EXERCISE INSTRUCTIONS:
Return the records, each one exactly as written.

RECORDS FOR THIS EXERCISE:

----

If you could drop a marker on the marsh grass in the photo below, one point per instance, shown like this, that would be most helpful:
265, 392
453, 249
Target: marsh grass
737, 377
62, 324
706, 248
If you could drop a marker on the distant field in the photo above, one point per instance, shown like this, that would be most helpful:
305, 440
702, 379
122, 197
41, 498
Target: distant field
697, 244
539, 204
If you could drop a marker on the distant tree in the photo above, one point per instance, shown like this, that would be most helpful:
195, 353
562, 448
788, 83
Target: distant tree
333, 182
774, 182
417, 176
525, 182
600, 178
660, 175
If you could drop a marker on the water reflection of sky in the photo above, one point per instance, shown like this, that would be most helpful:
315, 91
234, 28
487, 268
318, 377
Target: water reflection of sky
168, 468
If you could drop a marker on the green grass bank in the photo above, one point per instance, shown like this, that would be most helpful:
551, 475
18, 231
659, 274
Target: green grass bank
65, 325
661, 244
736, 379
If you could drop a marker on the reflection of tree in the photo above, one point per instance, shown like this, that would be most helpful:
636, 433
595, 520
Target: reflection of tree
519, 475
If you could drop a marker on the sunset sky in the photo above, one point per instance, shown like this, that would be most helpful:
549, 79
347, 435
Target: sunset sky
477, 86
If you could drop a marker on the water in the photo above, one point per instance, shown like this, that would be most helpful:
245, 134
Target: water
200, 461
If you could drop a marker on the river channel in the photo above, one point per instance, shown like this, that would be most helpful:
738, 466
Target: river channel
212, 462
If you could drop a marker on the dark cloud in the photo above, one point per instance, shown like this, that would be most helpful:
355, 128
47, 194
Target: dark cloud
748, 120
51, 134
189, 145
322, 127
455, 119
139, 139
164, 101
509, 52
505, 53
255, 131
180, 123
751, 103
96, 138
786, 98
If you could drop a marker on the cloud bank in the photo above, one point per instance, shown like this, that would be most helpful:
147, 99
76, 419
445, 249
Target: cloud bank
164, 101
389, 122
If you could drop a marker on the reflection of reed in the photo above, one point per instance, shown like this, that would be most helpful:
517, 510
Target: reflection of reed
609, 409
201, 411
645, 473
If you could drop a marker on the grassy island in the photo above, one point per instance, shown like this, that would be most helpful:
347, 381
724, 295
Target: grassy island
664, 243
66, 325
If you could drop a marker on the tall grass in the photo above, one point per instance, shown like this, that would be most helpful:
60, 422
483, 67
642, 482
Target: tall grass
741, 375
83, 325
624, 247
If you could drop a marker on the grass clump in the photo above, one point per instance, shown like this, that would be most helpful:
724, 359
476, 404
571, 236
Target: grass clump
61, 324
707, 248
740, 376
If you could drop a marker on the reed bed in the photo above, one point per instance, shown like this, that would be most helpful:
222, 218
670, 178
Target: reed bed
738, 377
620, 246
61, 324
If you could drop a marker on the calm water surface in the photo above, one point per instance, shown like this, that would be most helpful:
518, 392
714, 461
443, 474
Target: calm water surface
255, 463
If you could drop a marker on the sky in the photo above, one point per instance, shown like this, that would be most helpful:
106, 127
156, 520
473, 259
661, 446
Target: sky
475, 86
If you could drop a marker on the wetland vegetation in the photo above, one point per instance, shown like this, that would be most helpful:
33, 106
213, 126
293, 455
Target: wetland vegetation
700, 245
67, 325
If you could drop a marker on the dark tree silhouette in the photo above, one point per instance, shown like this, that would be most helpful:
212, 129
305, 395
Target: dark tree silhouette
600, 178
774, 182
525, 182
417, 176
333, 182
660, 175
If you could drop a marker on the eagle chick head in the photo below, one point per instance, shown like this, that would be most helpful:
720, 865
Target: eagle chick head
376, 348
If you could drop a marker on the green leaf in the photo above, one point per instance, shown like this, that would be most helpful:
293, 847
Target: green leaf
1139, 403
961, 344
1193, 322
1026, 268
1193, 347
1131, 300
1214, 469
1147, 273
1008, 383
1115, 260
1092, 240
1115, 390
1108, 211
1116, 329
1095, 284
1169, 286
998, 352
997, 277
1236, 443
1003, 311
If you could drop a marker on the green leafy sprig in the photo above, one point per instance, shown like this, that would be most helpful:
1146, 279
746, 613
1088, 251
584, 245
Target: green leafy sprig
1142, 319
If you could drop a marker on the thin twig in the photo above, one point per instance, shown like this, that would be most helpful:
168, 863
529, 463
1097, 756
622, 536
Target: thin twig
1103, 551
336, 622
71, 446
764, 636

----

EXERCISE RESULT:
If you could drop a marker on the marsh grass in the photo below, one point per instance, shown like this, that would be most helpful:
265, 392
453, 249
Target: marsh grass
737, 377
62, 324
706, 248
If you could drop a marker on the distant field in the photo above, one point per instance, shown like this, that would be most helpful:
305, 440
702, 379
122, 197
41, 498
Target: distant field
697, 244
539, 204
If you could drop a marker on the distant tree in the photo above, one point per instance, shown like this, that would be most helpful:
195, 353
562, 448
788, 83
Target: distant tree
333, 182
774, 182
417, 176
525, 182
600, 178
660, 175
If you could drop a marker on the water reflection of sky in the photo above, one point per instance, shown like this, that would be most helpful:
315, 91
234, 28
487, 268
318, 377
Target: water reflection of sky
168, 468
If you could drop a marker on the green grass bank in the photo above, one point per instance, shown like this, that would be most helpful:
551, 475
18, 231
659, 274
Target: green grass bank
65, 325
661, 244
736, 379
If you could drop a marker on the reflection of tree in the photo above, one point per instance, shown like this, that would be most helpful:
636, 433
595, 520
Target: reflection of tree
519, 475
If you could drop a marker on the sunset sky in the photo above, one point per instance, shown like this, that would be most helpful:
549, 79
347, 435
Target: sunset sky
477, 86
If you could drop a marker on the water in the photo above, one point per instance, shown like this, that would be most helpful:
245, 134
Target: water
200, 461
If you could drop a marker on the river channel in the photo above, one point per instance, shown like this, that would be most helpful:
738, 466
Target: river channel
212, 462
If you could drop a marker on the dark cloud in the photo above, one point per instance, shown like this, that would be most helpful:
355, 128
47, 194
Target: dark cloud
748, 120
51, 134
189, 145
322, 127
455, 119
139, 139
164, 101
509, 52
505, 53
255, 131
180, 123
751, 103
96, 138
786, 98
If you could drop a marker on the cloud bank in the photo above, one point per instance, shown like this, that would be most helpful:
147, 99
76, 419
445, 249
Target: cloud bank
164, 101
389, 122
If you could drop a marker on the reflection of reed in the photo above, one point per instance, shown like this, that would be most helpful:
517, 510
Target: reflection of reed
609, 409
201, 411
645, 473
If you could drop a marker on the grassy island in the photo above, one point per instance, shown like this, that would be most helpful:
347, 381
724, 295
Target: grassy island
664, 243
66, 325
If you could drop a marker on the tall grass in the photo above, one point per instance, shown like this, that would be most helpful:
60, 422
483, 67
642, 482
Target: tall grass
741, 375
83, 325
624, 247
If you could drop a marker on the grass clump in the photo above, one point per instance, shown like this, that would be most helpful:
724, 359
476, 404
571, 236
Target: grass clump
61, 324
707, 248
740, 376
If you could drop a marker on the reed bed in the photo above, one point per instance, shown like this, that would be most helpful:
222, 218
670, 178
Target: reed bed
738, 377
620, 246
61, 324
If you could drop a marker on the calm water surface in the photo above, one point per instance, shown like this, that would be most helpful:
518, 392
714, 461
443, 474
Target: calm water surface
255, 463
If you could drop a marker on the sky in the photo above, one point per instance, shown like this, that would be most helpful:
106, 127
156, 520
473, 259
661, 446
Target: sky
475, 86
If you could drop a marker on the wetland vegetation in the photo above, one point per instance, shown like this, that would be most helpful:
33, 106
213, 126
293, 455
Target: wetland vegetation
700, 245
67, 325
If you could drop a marker on the dark tree silhouette in the photo above, one point per instance, shown like this, that would be most helpful:
212, 129
305, 395
Target: dark tree silhouette
600, 178
774, 182
525, 182
417, 176
333, 182
660, 175
If you could drop a marker on the eagle chick head in the photo below, one point per instance, shown like this, that would be most helpful:
720, 865
Target: eagle chick head
376, 348
If you could drop a marker on the green leaf in the photo above, one point per instance, shown like this, that would be most helpful:
293, 847
Target: green leaf
1139, 403
961, 344
1193, 322
1026, 268
1193, 347
1131, 300
1214, 469
1147, 273
1008, 383
1115, 260
1092, 240
1115, 390
1108, 211
1116, 329
1095, 284
1169, 286
998, 352
997, 277
1236, 443
1003, 311
If you could drop a marker on the green leafy sprig in the photo above, one point per instance, shown like this, that would be most helpful:
1146, 279
746, 613
1088, 251
584, 245
Target: green leafy sprig
1142, 319
If you could drop a marker on the thin twig in the photo above, one point per instance, shown like this, that would be most helpful:
168, 863
529, 463
1097, 756
622, 536
Target: thin twig
1103, 551
336, 622
71, 446
764, 636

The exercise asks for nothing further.